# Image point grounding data
[Start of section]

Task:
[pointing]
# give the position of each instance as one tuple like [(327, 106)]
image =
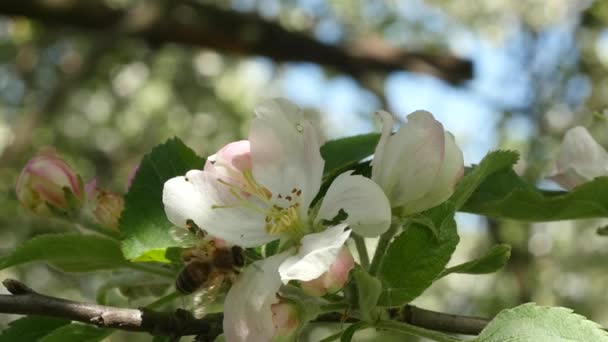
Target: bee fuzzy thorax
[(208, 265)]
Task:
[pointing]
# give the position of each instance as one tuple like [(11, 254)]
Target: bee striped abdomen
[(192, 277)]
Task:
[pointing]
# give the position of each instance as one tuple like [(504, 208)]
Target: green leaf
[(490, 164), (530, 322), (492, 261), (77, 332), (69, 252), (368, 292), (348, 333), (143, 221), (417, 257), (30, 328), (343, 154), (506, 195)]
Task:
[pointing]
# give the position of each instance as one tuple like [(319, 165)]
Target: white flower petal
[(194, 197), (285, 151), (378, 172), (182, 201), (316, 254), (409, 160), (368, 209), (452, 169), (247, 308), (580, 159)]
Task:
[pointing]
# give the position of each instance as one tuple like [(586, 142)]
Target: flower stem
[(335, 307), (150, 269), (162, 301), (416, 331), (383, 243), (362, 251)]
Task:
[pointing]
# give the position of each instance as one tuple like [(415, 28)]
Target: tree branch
[(198, 24), (25, 301)]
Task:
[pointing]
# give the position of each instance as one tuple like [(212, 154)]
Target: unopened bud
[(286, 321), (332, 280), (47, 183), (132, 176), (108, 209), (417, 167)]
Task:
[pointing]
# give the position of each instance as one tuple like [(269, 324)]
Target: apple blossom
[(253, 192), (48, 183), (419, 166), (108, 207), (580, 159), (334, 279), (286, 319)]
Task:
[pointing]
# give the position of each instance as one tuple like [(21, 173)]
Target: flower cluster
[(49, 186), (263, 189)]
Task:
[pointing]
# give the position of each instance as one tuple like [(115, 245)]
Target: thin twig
[(199, 24), (26, 301)]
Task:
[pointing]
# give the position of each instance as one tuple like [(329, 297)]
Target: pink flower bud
[(132, 176), (230, 160), (417, 167), (332, 280), (108, 209), (46, 182), (286, 320)]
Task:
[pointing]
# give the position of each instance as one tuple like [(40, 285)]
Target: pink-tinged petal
[(285, 151), (108, 208), (248, 306), (580, 159), (378, 171), (332, 280), (315, 255), (90, 189), (452, 170), (411, 159), (44, 180), (197, 197), (286, 319), (182, 201), (368, 209), (132, 176), (230, 163)]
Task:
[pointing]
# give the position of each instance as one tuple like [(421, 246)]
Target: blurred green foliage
[(104, 99)]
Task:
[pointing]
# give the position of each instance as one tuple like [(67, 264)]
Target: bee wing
[(206, 296), (183, 236)]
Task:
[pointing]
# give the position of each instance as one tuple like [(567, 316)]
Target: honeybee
[(210, 265)]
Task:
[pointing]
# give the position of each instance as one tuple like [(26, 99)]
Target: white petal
[(316, 254), (452, 169), (580, 159), (247, 308), (194, 197), (182, 201), (387, 127), (285, 151), (410, 159), (368, 209)]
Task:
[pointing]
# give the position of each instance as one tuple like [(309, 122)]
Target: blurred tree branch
[(198, 24), (25, 301)]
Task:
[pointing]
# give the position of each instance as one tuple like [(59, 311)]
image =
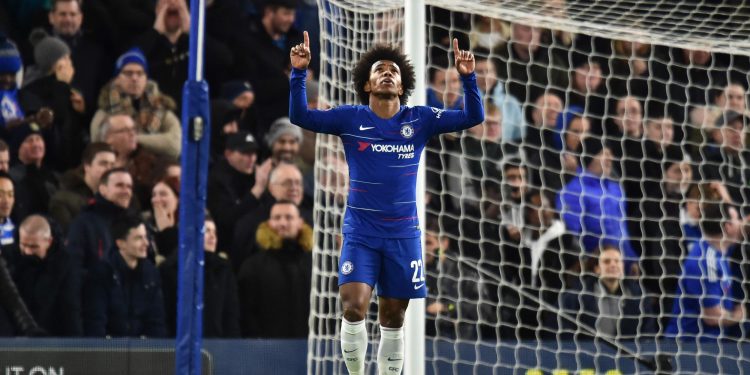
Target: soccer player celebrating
[(383, 141)]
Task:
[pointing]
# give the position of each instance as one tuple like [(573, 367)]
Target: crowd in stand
[(609, 184), (609, 179), (90, 181)]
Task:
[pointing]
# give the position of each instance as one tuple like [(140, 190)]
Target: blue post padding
[(195, 154)]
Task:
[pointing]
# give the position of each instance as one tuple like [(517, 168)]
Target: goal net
[(562, 235)]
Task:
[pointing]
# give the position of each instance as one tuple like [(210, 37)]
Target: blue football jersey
[(383, 154), (705, 282)]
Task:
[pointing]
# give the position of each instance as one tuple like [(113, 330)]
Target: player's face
[(385, 79)]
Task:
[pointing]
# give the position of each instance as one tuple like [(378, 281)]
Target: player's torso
[(383, 157)]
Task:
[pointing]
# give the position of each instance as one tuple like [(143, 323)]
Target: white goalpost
[(520, 214)]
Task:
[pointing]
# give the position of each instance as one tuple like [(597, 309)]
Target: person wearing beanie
[(728, 160), (166, 45), (19, 106), (50, 80), (131, 92), (284, 139), (592, 204)]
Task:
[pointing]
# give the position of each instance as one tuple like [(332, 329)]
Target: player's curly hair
[(361, 73)]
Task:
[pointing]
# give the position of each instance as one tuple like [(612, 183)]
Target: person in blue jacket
[(383, 140), (592, 205)]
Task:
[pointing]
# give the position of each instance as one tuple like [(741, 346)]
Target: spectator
[(609, 304), (630, 71), (65, 137), (19, 106), (729, 160), (587, 89), (90, 238), (283, 140), (704, 307), (122, 295), (79, 185), (46, 279), (557, 161), (274, 283), (236, 184), (132, 93), (553, 253), (4, 157), (221, 313), (241, 97), (514, 125), (663, 237), (167, 47), (34, 181), (119, 132), (471, 184), (274, 34), (225, 120), (284, 184), (162, 221), (7, 225), (689, 76), (65, 18), (527, 69), (544, 114), (453, 301), (445, 88), (592, 205), (623, 131)]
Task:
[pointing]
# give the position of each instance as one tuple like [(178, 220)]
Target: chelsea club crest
[(347, 268), (407, 131)]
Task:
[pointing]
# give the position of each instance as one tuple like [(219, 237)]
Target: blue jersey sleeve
[(328, 121), (447, 121)]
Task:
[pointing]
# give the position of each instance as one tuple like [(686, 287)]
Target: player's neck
[(385, 108)]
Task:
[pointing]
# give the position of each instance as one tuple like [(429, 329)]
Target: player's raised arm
[(300, 54), (464, 59), (317, 121), (473, 112)]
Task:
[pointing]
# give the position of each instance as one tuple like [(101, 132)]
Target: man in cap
[(284, 139), (131, 92), (65, 19), (51, 81), (236, 183)]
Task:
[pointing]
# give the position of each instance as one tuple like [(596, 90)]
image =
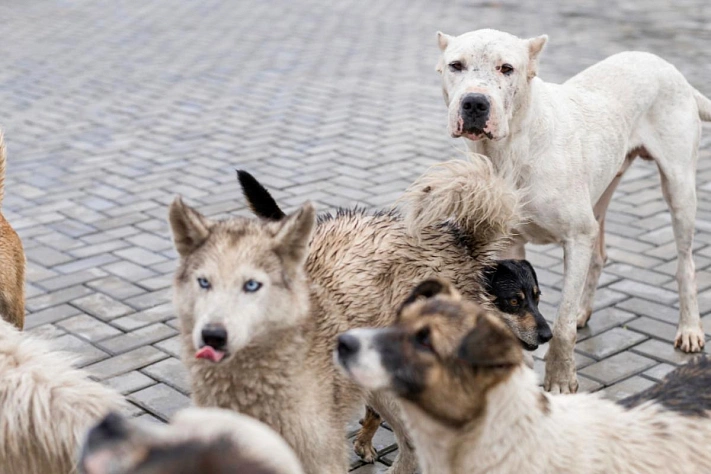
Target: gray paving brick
[(627, 388), (127, 362), (617, 367), (609, 342), (160, 400)]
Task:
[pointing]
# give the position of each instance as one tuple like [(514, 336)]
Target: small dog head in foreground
[(206, 441), (238, 279), (443, 354), (514, 288)]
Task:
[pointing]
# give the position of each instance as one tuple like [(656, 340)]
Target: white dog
[(568, 146)]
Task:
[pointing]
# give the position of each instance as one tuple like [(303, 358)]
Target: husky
[(47, 405), (261, 301), (198, 440), (473, 406), (12, 256)]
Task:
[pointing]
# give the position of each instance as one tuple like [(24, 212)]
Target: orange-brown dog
[(12, 262)]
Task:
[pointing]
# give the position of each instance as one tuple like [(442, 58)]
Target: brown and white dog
[(262, 301), (12, 261), (473, 406), (198, 440)]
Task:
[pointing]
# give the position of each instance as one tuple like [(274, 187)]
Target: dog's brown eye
[(423, 338), (506, 69), (456, 66)]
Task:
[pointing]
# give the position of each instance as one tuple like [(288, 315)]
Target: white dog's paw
[(560, 374), (689, 339)]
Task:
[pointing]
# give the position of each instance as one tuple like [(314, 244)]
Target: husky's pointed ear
[(535, 46), (429, 289), (490, 344), (260, 201), (442, 41), (190, 228), (294, 235)]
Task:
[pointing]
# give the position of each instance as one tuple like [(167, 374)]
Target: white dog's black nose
[(347, 345), (215, 336), (475, 111)]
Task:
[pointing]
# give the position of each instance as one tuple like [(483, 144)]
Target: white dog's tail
[(486, 206), (2, 167), (704, 105)]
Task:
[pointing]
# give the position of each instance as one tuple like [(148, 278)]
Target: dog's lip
[(529, 347), (210, 354)]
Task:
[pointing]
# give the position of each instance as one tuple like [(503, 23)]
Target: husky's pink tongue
[(209, 353)]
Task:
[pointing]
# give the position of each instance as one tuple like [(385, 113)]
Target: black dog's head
[(514, 287)]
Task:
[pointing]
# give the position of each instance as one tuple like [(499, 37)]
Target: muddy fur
[(472, 406), (46, 405), (12, 261), (198, 440), (355, 272)]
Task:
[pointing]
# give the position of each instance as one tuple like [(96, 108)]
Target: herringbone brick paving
[(112, 107)]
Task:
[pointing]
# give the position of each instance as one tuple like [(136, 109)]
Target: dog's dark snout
[(347, 345), (476, 104), (475, 112), (111, 427), (215, 336)]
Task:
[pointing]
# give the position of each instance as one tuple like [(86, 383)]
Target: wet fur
[(478, 409), (47, 405), (359, 268), (12, 258)]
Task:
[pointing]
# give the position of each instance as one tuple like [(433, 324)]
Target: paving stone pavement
[(111, 108)]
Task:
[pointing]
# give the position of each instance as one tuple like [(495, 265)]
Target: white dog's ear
[(190, 228), (294, 235), (442, 41), (535, 46)]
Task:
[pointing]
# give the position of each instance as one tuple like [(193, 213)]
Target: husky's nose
[(215, 336), (347, 345)]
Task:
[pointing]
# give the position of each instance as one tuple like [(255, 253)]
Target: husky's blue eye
[(251, 286)]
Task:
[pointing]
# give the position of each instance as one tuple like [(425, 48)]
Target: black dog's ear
[(490, 344), (260, 201), (429, 289)]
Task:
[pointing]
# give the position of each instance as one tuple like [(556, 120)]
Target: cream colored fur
[(577, 434), (46, 405), (358, 269)]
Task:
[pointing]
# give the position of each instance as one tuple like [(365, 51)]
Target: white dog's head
[(486, 76)]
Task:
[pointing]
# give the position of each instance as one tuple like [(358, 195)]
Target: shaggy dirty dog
[(568, 145), (261, 301), (473, 406), (12, 261), (198, 440), (513, 286), (47, 405)]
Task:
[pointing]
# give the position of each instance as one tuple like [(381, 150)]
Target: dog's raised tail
[(3, 159), (484, 205), (704, 105)]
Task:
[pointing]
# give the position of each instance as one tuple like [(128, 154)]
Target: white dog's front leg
[(560, 362)]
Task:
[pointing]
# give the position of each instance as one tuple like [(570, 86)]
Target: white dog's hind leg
[(560, 363), (679, 189)]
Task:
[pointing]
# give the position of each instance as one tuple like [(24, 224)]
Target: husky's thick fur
[(46, 405), (197, 441), (261, 301), (472, 406), (12, 261)]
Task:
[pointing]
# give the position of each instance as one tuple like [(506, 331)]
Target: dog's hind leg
[(599, 252), (389, 409), (679, 190)]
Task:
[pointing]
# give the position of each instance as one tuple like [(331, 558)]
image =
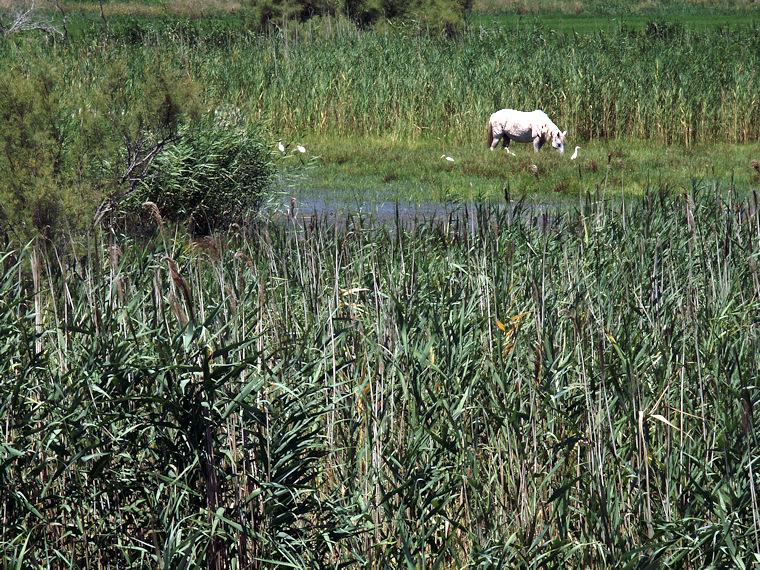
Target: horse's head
[(558, 141)]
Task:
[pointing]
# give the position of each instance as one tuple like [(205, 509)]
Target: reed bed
[(665, 82), (501, 387)]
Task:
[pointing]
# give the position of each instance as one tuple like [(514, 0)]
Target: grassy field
[(500, 389), (567, 380)]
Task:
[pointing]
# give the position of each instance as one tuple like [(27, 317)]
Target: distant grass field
[(567, 382), (652, 92)]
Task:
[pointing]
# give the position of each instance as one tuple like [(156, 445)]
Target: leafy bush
[(210, 175)]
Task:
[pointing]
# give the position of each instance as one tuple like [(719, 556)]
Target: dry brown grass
[(190, 8)]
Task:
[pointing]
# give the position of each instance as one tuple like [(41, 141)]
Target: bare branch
[(23, 17)]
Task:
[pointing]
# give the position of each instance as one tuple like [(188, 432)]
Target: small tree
[(212, 174)]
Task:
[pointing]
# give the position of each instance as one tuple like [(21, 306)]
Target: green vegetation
[(502, 388), (564, 380)]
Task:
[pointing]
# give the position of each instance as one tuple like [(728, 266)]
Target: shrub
[(210, 175)]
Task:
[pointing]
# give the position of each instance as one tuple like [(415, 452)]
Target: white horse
[(536, 127)]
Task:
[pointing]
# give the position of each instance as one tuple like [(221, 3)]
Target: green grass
[(573, 385), (354, 170)]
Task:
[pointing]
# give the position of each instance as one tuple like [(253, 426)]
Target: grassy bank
[(655, 105), (505, 388)]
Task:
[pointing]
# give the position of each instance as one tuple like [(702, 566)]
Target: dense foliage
[(428, 15), (212, 175), (502, 388)]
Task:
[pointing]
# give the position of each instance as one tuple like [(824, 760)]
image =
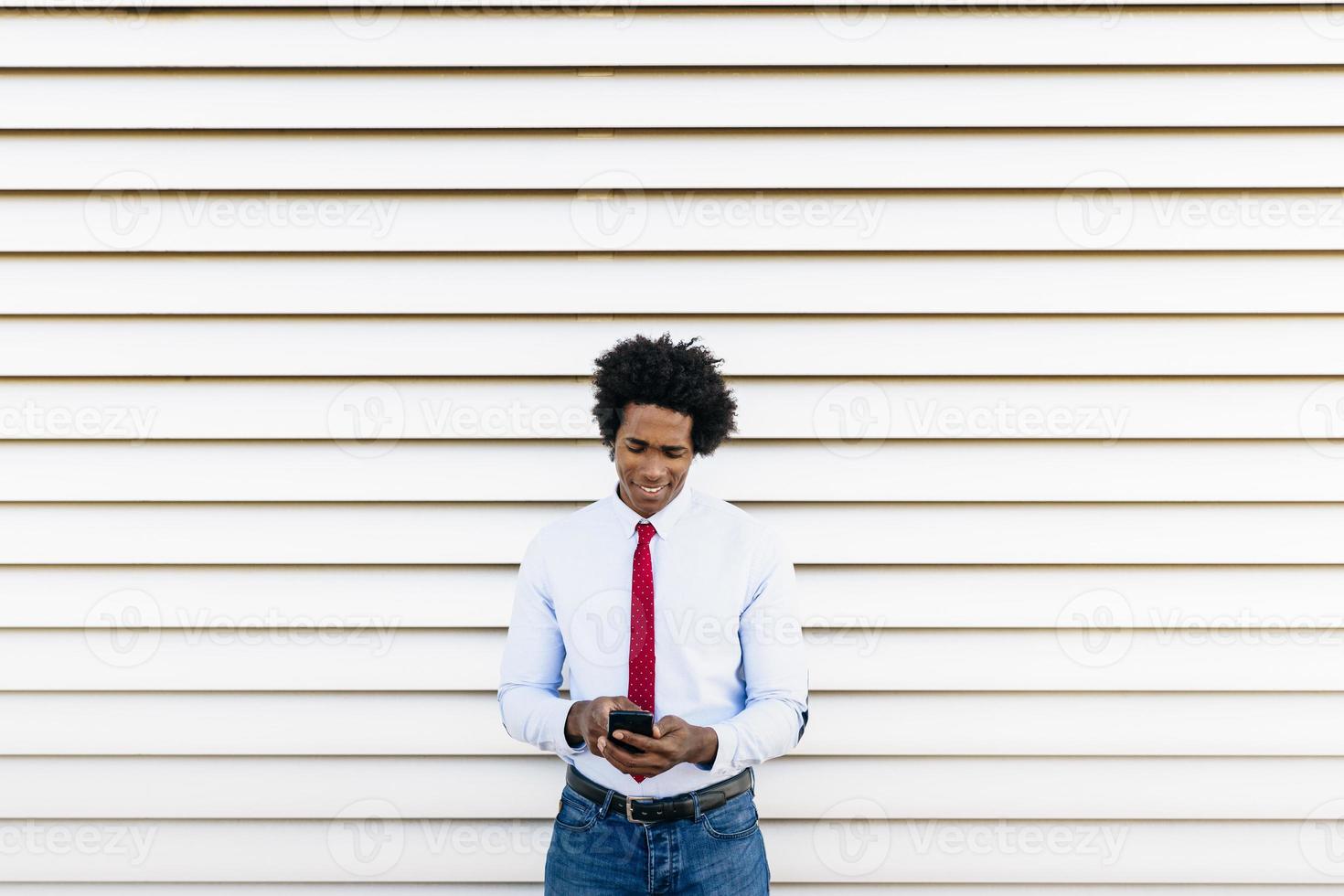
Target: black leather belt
[(654, 809)]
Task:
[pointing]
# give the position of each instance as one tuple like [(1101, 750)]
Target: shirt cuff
[(728, 749), (562, 746)]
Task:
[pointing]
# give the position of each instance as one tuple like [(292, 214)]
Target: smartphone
[(638, 721)]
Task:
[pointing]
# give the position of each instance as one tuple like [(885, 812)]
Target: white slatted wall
[(1035, 316)]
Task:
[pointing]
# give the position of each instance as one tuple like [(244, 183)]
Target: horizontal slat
[(858, 658), (560, 407), (869, 37), (1024, 852), (677, 98), (677, 160), (823, 346), (847, 724), (535, 890), (955, 534), (1032, 597), (697, 283), (872, 470), (669, 220), (525, 787)]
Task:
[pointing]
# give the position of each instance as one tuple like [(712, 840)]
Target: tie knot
[(645, 531)]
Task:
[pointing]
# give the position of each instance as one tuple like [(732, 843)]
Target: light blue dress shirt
[(728, 635)]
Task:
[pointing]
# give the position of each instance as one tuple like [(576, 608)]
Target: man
[(666, 600)]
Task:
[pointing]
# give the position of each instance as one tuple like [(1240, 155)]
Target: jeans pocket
[(575, 812), (732, 819)]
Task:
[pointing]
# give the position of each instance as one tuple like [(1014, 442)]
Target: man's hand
[(674, 741), (586, 721)]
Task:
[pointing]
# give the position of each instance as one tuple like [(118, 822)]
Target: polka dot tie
[(641, 624)]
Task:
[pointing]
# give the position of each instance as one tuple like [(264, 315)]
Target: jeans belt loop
[(629, 805)]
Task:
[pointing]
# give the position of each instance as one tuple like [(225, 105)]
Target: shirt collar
[(663, 521)]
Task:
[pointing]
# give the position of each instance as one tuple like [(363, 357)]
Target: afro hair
[(679, 377)]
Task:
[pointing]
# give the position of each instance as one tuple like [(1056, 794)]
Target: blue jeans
[(594, 850)]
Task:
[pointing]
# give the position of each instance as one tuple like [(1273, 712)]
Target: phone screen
[(640, 723)]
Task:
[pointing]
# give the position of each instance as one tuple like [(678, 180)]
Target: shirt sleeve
[(774, 664), (534, 657)]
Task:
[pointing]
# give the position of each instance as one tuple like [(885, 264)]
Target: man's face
[(652, 457)]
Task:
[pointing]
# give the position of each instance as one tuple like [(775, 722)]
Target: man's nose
[(652, 470)]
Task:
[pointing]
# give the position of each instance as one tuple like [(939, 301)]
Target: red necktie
[(641, 624)]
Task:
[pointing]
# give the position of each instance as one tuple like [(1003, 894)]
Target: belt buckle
[(629, 804)]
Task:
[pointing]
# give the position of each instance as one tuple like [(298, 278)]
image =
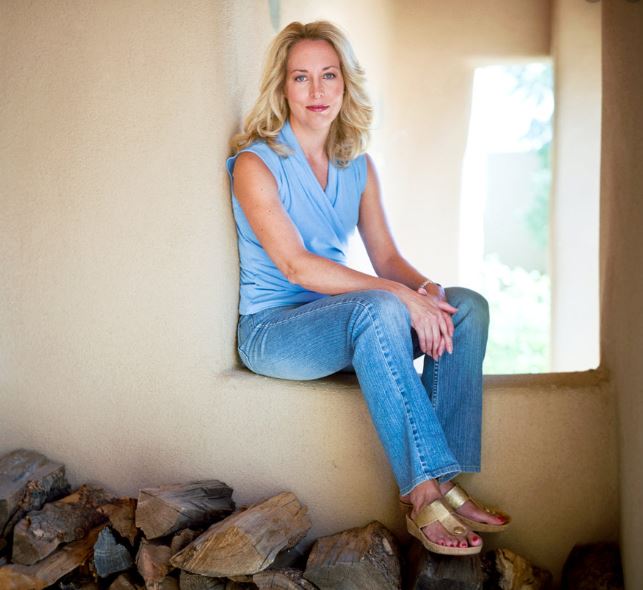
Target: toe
[(474, 540)]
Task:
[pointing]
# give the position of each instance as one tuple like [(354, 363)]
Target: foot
[(421, 496), (473, 511)]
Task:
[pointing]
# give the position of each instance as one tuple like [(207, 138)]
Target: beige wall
[(576, 49), (118, 288), (621, 249)]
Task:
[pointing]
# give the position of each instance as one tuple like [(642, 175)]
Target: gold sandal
[(457, 496), (437, 511)]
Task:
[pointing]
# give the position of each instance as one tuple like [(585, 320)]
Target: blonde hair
[(349, 132)]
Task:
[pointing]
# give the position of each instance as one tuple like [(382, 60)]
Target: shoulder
[(257, 162)]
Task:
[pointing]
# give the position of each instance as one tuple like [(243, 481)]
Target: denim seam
[(393, 373), (434, 389), (427, 472)]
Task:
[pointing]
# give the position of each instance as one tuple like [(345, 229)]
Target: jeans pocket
[(244, 330)]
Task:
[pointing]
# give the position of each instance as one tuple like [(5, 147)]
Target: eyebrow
[(323, 69)]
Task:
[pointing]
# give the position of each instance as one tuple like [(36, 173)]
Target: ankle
[(423, 494)]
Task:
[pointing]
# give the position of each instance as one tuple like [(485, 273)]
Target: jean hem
[(449, 470), (465, 469)]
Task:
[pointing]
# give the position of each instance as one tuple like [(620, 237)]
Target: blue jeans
[(429, 426)]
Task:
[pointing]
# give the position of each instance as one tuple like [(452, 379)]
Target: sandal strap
[(456, 497), (437, 511)]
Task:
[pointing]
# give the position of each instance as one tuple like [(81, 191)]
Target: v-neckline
[(330, 173)]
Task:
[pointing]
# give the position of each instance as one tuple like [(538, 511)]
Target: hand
[(431, 319), (436, 290)]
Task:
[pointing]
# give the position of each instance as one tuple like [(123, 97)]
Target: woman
[(301, 183)]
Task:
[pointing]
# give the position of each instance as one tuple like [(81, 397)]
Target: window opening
[(504, 217)]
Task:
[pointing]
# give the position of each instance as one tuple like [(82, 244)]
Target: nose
[(316, 90)]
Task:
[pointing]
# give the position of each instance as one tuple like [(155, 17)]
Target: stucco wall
[(621, 249), (119, 277), (574, 209)]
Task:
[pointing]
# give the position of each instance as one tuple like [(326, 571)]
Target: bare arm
[(389, 263), (256, 191)]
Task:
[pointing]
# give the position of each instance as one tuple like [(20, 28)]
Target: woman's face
[(314, 84)]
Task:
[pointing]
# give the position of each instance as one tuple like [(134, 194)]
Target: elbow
[(297, 272)]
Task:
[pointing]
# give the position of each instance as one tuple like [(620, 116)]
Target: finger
[(444, 306), (435, 332), (445, 318), (421, 338), (450, 326)]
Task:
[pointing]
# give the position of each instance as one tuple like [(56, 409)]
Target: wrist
[(426, 283)]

[End of section]

# WORK INSTRUCTIONS
Above are the entries. Copy exactly the part that opens with the line containing "like [(212, 154)]" and closes with the line containing "like [(269, 324)]", and no more.

# RESPONSE
# give the position of each instance as one tuple like [(212, 154)]
Target: unopened bud
[(286, 321), (332, 280), (47, 183), (132, 176), (108, 209), (417, 167)]
Task:
[pointing]
# give the position of each instance as one tuple like [(269, 324)]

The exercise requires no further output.